## [Job]
Copy out the listing that follows, exact in every word, and skip the images.

Rows from a pointing dataset:
━━━━
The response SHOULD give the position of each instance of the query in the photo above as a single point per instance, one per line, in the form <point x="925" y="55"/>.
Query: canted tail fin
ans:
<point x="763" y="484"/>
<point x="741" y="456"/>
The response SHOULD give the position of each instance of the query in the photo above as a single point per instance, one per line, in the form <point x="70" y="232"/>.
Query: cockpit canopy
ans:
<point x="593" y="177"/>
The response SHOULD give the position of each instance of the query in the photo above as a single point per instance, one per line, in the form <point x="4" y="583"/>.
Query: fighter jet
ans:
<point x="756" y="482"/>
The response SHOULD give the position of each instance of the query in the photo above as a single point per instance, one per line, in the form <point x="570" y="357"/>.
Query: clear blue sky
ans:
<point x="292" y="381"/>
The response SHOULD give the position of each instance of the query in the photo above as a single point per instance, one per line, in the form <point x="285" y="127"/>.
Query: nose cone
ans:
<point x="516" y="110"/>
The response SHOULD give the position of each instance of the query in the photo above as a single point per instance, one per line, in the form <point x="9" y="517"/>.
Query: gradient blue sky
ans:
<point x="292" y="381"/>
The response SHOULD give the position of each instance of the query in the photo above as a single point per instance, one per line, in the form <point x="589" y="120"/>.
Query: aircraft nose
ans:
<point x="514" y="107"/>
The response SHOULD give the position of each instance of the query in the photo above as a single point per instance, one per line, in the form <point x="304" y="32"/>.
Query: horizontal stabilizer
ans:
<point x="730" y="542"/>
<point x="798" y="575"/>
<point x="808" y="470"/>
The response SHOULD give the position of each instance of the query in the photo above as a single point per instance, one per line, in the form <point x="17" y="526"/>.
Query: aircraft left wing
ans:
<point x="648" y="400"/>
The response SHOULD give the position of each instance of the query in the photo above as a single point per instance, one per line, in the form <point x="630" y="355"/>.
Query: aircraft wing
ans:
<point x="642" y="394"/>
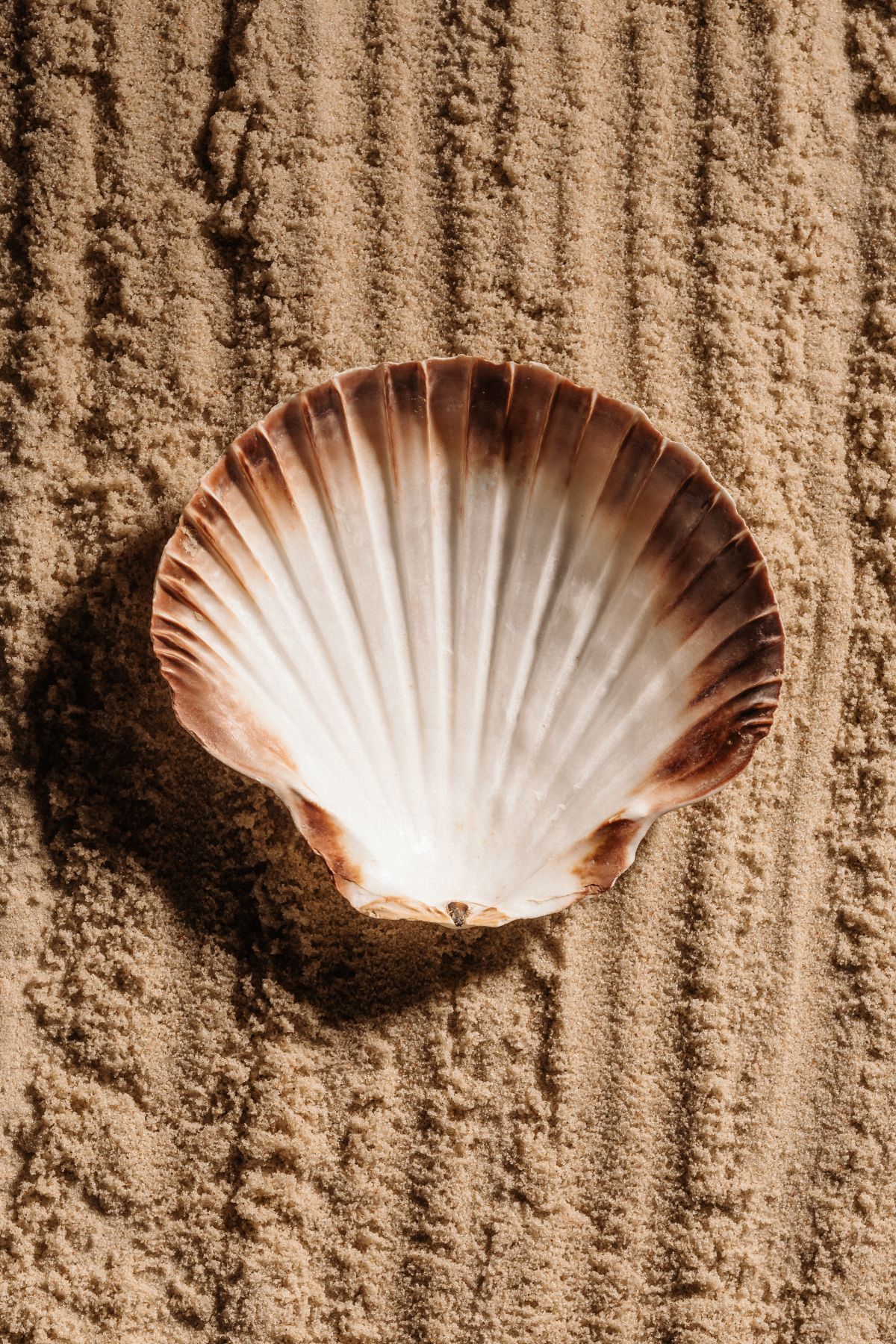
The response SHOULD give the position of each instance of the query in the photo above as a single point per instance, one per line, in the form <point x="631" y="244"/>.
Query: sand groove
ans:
<point x="230" y="1108"/>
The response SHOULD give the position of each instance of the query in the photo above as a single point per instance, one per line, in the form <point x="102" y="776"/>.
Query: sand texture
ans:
<point x="231" y="1109"/>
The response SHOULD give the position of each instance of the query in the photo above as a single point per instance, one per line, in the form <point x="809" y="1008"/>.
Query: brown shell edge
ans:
<point x="615" y="843"/>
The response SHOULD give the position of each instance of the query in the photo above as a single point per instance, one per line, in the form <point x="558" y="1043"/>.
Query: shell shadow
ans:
<point x="119" y="777"/>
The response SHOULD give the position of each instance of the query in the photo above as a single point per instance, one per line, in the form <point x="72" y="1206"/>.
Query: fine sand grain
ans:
<point x="231" y="1109"/>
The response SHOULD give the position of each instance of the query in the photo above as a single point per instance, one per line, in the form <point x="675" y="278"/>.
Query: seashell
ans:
<point x="477" y="626"/>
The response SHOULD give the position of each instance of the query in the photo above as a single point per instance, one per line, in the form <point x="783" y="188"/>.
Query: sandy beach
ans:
<point x="233" y="1109"/>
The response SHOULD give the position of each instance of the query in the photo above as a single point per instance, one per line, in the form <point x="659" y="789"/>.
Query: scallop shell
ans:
<point x="477" y="626"/>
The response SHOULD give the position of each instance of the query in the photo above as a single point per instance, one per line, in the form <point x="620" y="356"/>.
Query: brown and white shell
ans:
<point x="477" y="626"/>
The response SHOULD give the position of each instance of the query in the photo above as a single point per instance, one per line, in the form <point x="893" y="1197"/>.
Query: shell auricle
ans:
<point x="476" y="625"/>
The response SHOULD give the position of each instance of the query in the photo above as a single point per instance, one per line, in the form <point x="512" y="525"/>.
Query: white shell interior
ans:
<point x="467" y="667"/>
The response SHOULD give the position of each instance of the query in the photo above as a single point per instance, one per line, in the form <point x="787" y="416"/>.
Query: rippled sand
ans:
<point x="231" y="1109"/>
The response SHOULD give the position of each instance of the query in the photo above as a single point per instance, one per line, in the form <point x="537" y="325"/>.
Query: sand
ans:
<point x="231" y="1109"/>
━━━━
## [Solution to the problem]
The response SHOULD give the position of each instance of the query in the photo above as a single point per instance, one per line, in the form <point x="925" y="55"/>.
Query: canted tail fin
ans:
<point x="763" y="484"/>
<point x="741" y="456"/>
The response SHOULD give the position of each instance of the query in the photo above as a single point per instance, one per line, in the form <point x="70" y="232"/>.
Query: cockpit canopy
ans:
<point x="593" y="177"/>
The response SHOULD give the position of each instance of the query in the photo above as a single point per instance, one per line, in the form <point x="4" y="583"/>.
Query: fighter jet
ans:
<point x="756" y="482"/>
The response SHOULD give the position of each instance of the query in the photo above as a single point per instance, one per line, in the form <point x="570" y="357"/>.
Query: clear blue sky
ans:
<point x="292" y="381"/>
The response SHOULD give the position of each instance of the query in the photo above as a single point per instance, one per line, in the form <point x="285" y="127"/>.
Query: nose cone
ans:
<point x="516" y="110"/>
The response SHOULD give the position of each instance of the query in the photo above as a single point per instance, one per line, in the form <point x="9" y="517"/>.
Query: gradient blue sky
ans:
<point x="292" y="381"/>
The response SHOULD give the position of each instance of the query in the photo above as a single point per instance, one per line, in the form <point x="589" y="120"/>.
Query: aircraft nose
ans:
<point x="514" y="107"/>
The response SHOULD give the position of each instance of the query in the photo above as a single point per instance, one per line, in the form <point x="304" y="32"/>.
Query: horizontal stabilizer
ans:
<point x="730" y="542"/>
<point x="798" y="575"/>
<point x="808" y="470"/>
The response SHOULD give the position of each instance of the query in the photo above as a single point per instance, one per line, in the form <point x="17" y="526"/>.
Query: aircraft left wing
ans:
<point x="648" y="400"/>
The response SHOULD give the position of each instance of the query in the photo above as a single point per instance, one per line, in the form <point x="630" y="355"/>.
Query: aircraft wing
ans:
<point x="642" y="394"/>
The response SHOULD give the position of each instance of the query in the photo above as a single point per instance, one per line, in the form <point x="631" y="244"/>.
Query: sand groove
ans:
<point x="230" y="1108"/>
The response SHOULD give the position of each instance of the query in the photo above as a single point per instance, one per line, in the form <point x="102" y="776"/>.
Query: sand texture
ans:
<point x="231" y="1109"/>
The response SHOULD give the position of each instance of the query in the photo above as a single point per instance, one per line, in the form <point x="809" y="1008"/>.
Query: brown shell edge
ans:
<point x="615" y="843"/>
The response SHOULD give the position of each instance of the query in the photo above as a single point per instance, one per line, in the form <point x="558" y="1043"/>.
Query: shell shadow
ans:
<point x="119" y="777"/>
The response SHOULD give the position of each instance of the query in the photo above as a single point per instance, one per line, in the form <point x="72" y="1206"/>.
Query: fine sand grain
ans:
<point x="231" y="1109"/>
The response SHOULD give the position of each instance of the query in the photo above as a single point per instance, one per line, in the form <point x="675" y="278"/>.
Query: seashell
ans:
<point x="477" y="626"/>
The response SHOULD give the position of each instance of the query in the photo above as a single point per instance, one per line, in the form <point x="783" y="188"/>.
Query: sandy beach
ans:
<point x="233" y="1109"/>
The response SHOULD give the position of each instance of the query in the photo above as a single point per instance, one per line, in the form <point x="659" y="789"/>.
Query: scallop shell
ans:
<point x="477" y="626"/>
The response SHOULD give the position of each instance of the query in the photo above as a single point per instance, one per line, in the form <point x="620" y="356"/>.
Query: brown and white shell
ans:
<point x="477" y="626"/>
The response SHOULD give the position of each instance of the query in the photo above as a single point per instance, one per line, in the form <point x="893" y="1197"/>.
Query: shell auricle
ans:
<point x="476" y="625"/>
The response SHOULD give the position of each instance of the query in the photo above as a single point per instance, one per line, in the form <point x="512" y="525"/>.
Query: white shell interior
ans:
<point x="467" y="667"/>
The response SHOULD give the position of each instance of the query in the photo above as a single point per instance, one per line, in the form <point x="787" y="416"/>.
Query: rippled sand
ans:
<point x="231" y="1109"/>
The response SHOULD give the position of each instance of the query in the photo above as a single point per instance, one per line, in the form <point x="537" y="325"/>.
Query: sand
ans:
<point x="231" y="1109"/>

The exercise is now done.